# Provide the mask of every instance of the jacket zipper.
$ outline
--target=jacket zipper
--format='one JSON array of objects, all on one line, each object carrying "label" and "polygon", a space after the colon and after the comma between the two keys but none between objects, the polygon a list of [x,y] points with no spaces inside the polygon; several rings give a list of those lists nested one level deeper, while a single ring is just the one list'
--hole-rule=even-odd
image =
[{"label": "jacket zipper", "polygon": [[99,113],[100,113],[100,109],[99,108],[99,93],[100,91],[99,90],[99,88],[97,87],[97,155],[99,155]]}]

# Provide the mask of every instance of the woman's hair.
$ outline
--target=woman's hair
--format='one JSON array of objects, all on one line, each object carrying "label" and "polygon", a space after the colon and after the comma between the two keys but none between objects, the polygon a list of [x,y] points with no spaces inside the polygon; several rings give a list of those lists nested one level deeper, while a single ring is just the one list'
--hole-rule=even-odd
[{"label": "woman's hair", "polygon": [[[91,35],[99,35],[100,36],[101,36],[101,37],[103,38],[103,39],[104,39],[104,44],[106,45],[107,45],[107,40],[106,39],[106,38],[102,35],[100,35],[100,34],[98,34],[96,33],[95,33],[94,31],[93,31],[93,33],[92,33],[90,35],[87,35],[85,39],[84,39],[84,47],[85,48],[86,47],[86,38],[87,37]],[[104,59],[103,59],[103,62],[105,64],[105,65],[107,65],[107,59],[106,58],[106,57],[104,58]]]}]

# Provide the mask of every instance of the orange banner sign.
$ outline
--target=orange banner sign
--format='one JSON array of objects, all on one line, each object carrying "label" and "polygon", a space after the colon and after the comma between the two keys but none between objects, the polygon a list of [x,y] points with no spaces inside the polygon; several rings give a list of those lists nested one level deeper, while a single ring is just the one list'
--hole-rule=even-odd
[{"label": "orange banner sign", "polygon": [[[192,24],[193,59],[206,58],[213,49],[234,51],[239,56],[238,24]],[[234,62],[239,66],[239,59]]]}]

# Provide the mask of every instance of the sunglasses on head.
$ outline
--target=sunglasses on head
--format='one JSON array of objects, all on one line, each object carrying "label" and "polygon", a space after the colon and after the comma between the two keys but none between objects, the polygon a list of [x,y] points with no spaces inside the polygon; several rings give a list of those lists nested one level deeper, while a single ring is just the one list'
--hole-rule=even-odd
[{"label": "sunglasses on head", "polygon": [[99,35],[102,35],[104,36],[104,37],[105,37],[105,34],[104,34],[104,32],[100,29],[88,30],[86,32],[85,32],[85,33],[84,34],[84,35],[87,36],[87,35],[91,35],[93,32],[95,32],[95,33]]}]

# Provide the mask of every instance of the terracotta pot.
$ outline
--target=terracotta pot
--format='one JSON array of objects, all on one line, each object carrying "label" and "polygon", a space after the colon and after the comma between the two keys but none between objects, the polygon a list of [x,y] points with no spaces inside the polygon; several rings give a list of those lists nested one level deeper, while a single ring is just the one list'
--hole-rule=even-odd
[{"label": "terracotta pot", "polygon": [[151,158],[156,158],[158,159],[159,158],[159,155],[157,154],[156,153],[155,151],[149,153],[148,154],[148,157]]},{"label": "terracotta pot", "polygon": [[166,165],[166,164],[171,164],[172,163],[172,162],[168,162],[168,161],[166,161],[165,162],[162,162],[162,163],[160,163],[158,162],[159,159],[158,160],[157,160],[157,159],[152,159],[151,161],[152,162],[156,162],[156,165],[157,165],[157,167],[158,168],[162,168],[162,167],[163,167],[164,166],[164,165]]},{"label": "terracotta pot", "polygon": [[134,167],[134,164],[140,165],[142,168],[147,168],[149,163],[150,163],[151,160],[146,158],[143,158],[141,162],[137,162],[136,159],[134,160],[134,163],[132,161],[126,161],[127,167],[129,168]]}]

:::

_Work to be completed_
List the material from the line with "# Provide the mask of every instance of the orange" to the line with "--target=orange banner sign", both included, as a numbered list without blank lines.

_Solution to this exercise_
1. # Provide the mask of every instance of the orange banner sign.
2. $ outline
3. --target=orange banner sign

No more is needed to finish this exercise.